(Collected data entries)
——
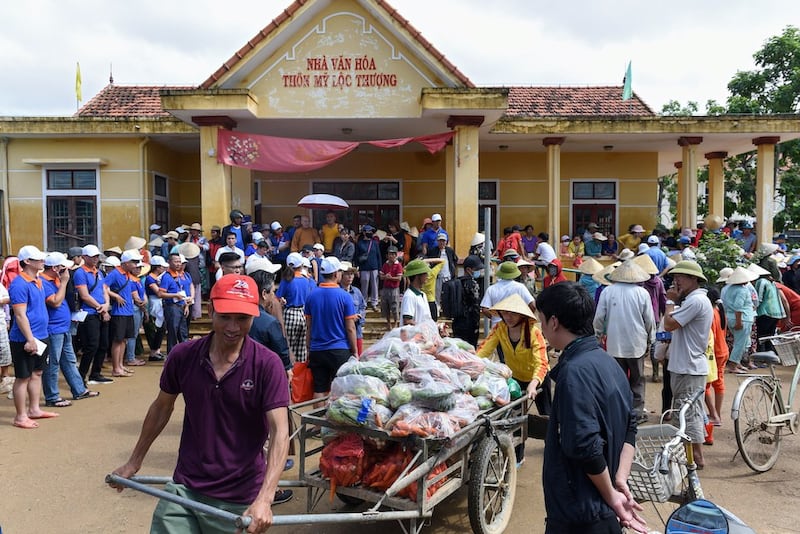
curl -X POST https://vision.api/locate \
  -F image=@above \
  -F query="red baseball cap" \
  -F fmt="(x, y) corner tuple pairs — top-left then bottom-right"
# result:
(210, 274), (259, 316)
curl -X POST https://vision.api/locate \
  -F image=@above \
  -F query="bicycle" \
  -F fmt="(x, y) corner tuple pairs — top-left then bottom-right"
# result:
(730, 330), (800, 472)
(628, 389), (705, 526)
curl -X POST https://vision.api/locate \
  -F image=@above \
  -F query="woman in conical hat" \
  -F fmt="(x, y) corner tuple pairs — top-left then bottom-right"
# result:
(476, 293), (549, 465)
(722, 266), (758, 374)
(577, 256), (603, 298)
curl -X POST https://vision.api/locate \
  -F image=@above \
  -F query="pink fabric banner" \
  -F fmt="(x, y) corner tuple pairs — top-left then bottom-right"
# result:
(217, 129), (455, 173)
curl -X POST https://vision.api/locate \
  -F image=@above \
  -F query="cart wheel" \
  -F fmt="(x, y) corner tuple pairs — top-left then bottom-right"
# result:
(468, 433), (517, 534)
(336, 492), (365, 506)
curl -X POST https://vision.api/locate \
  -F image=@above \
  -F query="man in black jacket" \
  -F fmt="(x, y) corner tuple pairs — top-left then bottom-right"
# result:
(536, 282), (646, 534)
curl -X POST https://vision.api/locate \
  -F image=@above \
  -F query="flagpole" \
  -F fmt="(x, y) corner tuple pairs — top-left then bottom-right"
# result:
(75, 62), (82, 111)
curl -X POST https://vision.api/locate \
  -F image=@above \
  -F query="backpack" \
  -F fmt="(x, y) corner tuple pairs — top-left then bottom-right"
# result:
(440, 277), (464, 319)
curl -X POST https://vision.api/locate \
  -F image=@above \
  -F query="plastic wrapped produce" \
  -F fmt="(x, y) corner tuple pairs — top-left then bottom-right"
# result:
(470, 372), (511, 406)
(327, 395), (394, 429)
(482, 358), (514, 379)
(319, 433), (369, 490)
(434, 345), (486, 379)
(337, 356), (402, 386)
(399, 319), (444, 354)
(360, 337), (421, 364)
(330, 374), (390, 407)
(447, 393), (481, 426)
(385, 403), (461, 439)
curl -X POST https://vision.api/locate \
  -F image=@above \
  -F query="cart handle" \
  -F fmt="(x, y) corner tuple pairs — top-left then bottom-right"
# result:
(105, 474), (251, 529)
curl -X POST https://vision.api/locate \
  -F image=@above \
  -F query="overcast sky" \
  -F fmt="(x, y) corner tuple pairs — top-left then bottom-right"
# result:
(2, 0), (797, 116)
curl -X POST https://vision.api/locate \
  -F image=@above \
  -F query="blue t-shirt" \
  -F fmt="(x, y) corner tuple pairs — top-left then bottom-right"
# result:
(343, 284), (366, 339)
(275, 275), (315, 307)
(230, 227), (244, 250)
(41, 274), (71, 335)
(176, 272), (193, 296)
(145, 274), (161, 297)
(73, 266), (105, 315)
(304, 283), (356, 351)
(159, 271), (183, 305)
(270, 234), (289, 263)
(9, 273), (49, 342)
(104, 267), (136, 316)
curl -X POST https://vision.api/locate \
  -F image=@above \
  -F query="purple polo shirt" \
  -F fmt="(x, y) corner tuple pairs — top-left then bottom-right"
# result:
(160, 334), (289, 503)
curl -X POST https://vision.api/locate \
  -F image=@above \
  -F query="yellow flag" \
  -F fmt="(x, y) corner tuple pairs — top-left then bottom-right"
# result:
(75, 62), (82, 102)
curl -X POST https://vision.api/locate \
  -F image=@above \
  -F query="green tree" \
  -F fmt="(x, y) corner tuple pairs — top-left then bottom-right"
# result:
(661, 27), (800, 228)
(726, 26), (800, 230)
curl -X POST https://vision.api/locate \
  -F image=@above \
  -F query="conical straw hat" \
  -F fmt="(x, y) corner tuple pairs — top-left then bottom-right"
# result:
(578, 256), (604, 275)
(725, 266), (758, 285)
(178, 242), (201, 260)
(632, 254), (659, 275)
(592, 262), (620, 287)
(489, 294), (535, 319)
(607, 260), (651, 283)
(124, 236), (146, 250)
(618, 248), (635, 261)
(746, 263), (771, 277)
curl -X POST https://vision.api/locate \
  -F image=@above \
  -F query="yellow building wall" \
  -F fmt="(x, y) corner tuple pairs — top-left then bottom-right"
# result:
(481, 151), (659, 239)
(5, 137), (146, 251)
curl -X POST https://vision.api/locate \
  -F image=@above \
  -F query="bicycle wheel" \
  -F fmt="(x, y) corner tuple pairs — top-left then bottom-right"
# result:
(733, 378), (782, 472)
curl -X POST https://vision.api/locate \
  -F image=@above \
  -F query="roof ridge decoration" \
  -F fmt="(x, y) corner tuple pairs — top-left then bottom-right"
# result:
(200, 0), (472, 90)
——
- [REQUIRED WORK] Where a line of the records includes "conical", copy it.

- [SOLUTION BELOW]
  -F query="woman in conical hat" \
  -F query="conical straw hat" \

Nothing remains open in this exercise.